THE TASK – Return, in full, each line of the data below that contains the string "person". Case matters when matching.

SUPPLIED MATERIAL –
——————

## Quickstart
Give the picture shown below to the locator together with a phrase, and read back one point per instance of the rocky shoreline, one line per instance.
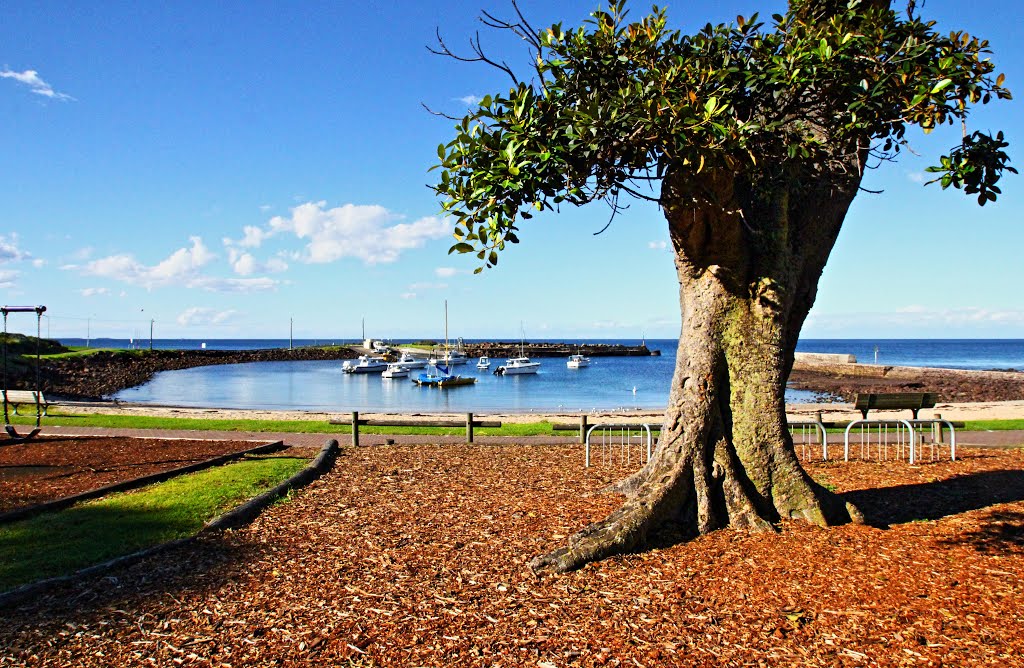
(101, 375)
(842, 381)
(513, 348)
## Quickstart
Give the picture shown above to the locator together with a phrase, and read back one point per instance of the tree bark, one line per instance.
(749, 264)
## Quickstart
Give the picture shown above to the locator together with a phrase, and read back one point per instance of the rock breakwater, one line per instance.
(102, 374)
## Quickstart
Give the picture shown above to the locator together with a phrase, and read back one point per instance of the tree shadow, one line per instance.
(895, 505)
(1001, 532)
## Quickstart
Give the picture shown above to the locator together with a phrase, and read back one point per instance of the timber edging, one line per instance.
(240, 516)
(135, 483)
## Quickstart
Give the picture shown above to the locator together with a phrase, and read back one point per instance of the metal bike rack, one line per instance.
(804, 429)
(625, 444)
(883, 441)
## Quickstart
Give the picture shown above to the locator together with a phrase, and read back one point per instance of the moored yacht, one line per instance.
(366, 364)
(410, 362)
(395, 370)
(517, 366)
(578, 362)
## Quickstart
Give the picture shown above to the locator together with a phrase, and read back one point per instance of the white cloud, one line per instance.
(181, 266)
(205, 316)
(9, 252)
(212, 284)
(245, 264)
(252, 238)
(915, 319)
(369, 233)
(35, 83)
(83, 254)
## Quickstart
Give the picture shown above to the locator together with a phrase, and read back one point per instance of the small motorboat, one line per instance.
(395, 370)
(451, 359)
(441, 379)
(516, 366)
(578, 362)
(366, 364)
(410, 362)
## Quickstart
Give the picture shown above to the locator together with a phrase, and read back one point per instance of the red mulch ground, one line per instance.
(416, 555)
(51, 467)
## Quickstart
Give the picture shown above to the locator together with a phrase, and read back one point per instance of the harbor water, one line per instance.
(609, 383)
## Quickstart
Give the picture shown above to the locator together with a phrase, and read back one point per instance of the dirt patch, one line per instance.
(417, 556)
(52, 467)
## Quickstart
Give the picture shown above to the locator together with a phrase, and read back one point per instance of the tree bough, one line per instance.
(760, 139)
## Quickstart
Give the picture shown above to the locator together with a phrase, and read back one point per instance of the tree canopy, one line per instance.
(753, 138)
(614, 105)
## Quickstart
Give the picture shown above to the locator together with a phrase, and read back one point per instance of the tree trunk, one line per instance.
(749, 263)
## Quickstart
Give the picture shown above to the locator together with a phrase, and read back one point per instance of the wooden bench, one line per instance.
(895, 401)
(17, 398)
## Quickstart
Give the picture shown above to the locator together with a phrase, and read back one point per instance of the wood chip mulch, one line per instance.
(416, 555)
(52, 467)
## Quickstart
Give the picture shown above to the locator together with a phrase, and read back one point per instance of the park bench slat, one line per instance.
(895, 401)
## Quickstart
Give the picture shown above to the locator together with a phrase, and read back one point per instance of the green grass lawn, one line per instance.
(59, 543)
(56, 418)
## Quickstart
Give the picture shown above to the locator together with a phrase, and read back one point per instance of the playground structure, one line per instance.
(11, 431)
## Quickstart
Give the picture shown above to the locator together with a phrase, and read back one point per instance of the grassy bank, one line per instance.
(286, 426)
(58, 543)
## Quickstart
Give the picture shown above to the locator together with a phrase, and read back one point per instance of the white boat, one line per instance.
(452, 359)
(520, 365)
(578, 362)
(366, 364)
(515, 366)
(442, 376)
(395, 370)
(410, 362)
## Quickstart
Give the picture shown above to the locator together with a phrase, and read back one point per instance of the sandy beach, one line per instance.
(796, 412)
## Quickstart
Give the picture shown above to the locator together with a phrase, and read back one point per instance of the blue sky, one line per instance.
(221, 168)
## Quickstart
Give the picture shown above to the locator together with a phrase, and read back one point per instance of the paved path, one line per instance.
(964, 439)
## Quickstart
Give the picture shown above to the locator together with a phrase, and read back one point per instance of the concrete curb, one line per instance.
(135, 483)
(241, 515)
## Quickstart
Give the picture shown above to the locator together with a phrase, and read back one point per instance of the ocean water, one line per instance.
(608, 383)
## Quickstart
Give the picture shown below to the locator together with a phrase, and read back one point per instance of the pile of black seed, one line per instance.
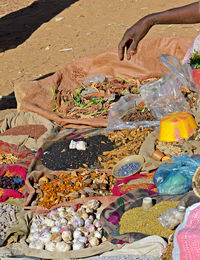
(13, 183)
(60, 157)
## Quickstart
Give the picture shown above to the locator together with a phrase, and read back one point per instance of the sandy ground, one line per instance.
(34, 33)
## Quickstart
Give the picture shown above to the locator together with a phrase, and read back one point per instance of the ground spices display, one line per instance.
(60, 157)
(138, 114)
(34, 131)
(14, 183)
(8, 158)
(72, 185)
(128, 142)
(146, 221)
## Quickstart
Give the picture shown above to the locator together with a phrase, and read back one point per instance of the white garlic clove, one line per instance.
(56, 237)
(36, 245)
(50, 246)
(94, 241)
(63, 247)
(55, 229)
(77, 234)
(78, 245)
(49, 222)
(78, 222)
(97, 234)
(93, 204)
(45, 237)
(67, 235)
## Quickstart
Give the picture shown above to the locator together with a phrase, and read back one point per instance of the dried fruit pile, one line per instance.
(7, 158)
(94, 100)
(128, 142)
(138, 114)
(72, 185)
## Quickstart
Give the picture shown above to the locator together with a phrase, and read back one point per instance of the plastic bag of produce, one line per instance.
(176, 178)
(130, 112)
(164, 96)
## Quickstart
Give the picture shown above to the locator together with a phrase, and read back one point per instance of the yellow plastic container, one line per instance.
(176, 126)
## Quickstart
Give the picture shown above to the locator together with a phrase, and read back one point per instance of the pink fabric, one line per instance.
(188, 238)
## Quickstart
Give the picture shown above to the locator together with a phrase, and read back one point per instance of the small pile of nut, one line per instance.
(8, 158)
(8, 218)
(128, 142)
(70, 228)
(72, 185)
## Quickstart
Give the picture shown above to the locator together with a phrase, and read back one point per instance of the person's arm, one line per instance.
(188, 14)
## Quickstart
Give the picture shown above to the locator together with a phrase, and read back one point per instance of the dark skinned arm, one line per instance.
(188, 14)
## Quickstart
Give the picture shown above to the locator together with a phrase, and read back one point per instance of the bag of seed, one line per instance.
(124, 220)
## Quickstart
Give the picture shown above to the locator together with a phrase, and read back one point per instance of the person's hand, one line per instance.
(132, 37)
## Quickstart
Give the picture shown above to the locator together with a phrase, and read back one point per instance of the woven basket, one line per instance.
(196, 182)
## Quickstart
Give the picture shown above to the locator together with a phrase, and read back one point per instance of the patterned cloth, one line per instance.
(186, 239)
(24, 155)
(13, 171)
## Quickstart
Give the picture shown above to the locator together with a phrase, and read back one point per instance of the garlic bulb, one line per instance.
(78, 222)
(50, 246)
(93, 204)
(78, 245)
(77, 234)
(67, 236)
(45, 237)
(63, 247)
(97, 234)
(49, 222)
(56, 237)
(55, 229)
(94, 241)
(36, 245)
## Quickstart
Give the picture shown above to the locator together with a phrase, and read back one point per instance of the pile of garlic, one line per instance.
(70, 228)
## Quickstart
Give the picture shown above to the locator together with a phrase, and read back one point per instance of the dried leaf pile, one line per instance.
(72, 185)
(94, 100)
(128, 142)
(7, 158)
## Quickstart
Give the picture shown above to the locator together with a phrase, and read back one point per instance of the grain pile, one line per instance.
(146, 221)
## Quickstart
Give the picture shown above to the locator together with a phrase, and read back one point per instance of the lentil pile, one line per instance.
(128, 142)
(7, 158)
(146, 221)
(34, 131)
(8, 218)
(60, 157)
(72, 185)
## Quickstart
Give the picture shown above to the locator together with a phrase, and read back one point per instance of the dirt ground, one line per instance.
(33, 34)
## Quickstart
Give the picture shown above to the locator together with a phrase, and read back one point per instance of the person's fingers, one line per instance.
(131, 50)
(121, 49)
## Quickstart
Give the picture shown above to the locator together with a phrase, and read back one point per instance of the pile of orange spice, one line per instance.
(70, 185)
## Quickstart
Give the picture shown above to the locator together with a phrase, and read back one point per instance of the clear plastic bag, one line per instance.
(176, 178)
(171, 218)
(164, 95)
(120, 108)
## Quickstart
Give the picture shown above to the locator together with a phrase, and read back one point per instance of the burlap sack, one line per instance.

——————

EXERCISE OUTPUT –
Give the picture shown above to the locator together with a phrase, and read back one point per instance of the person's arm, one line per instance.
Give the picture shown above to the locator together with a phrase, and read back one point per instance of the person's hand, one line per instance.
Give the picture shown above to the locator together with a phrase, and read back one point per instance of the person's fingers, one line per instance.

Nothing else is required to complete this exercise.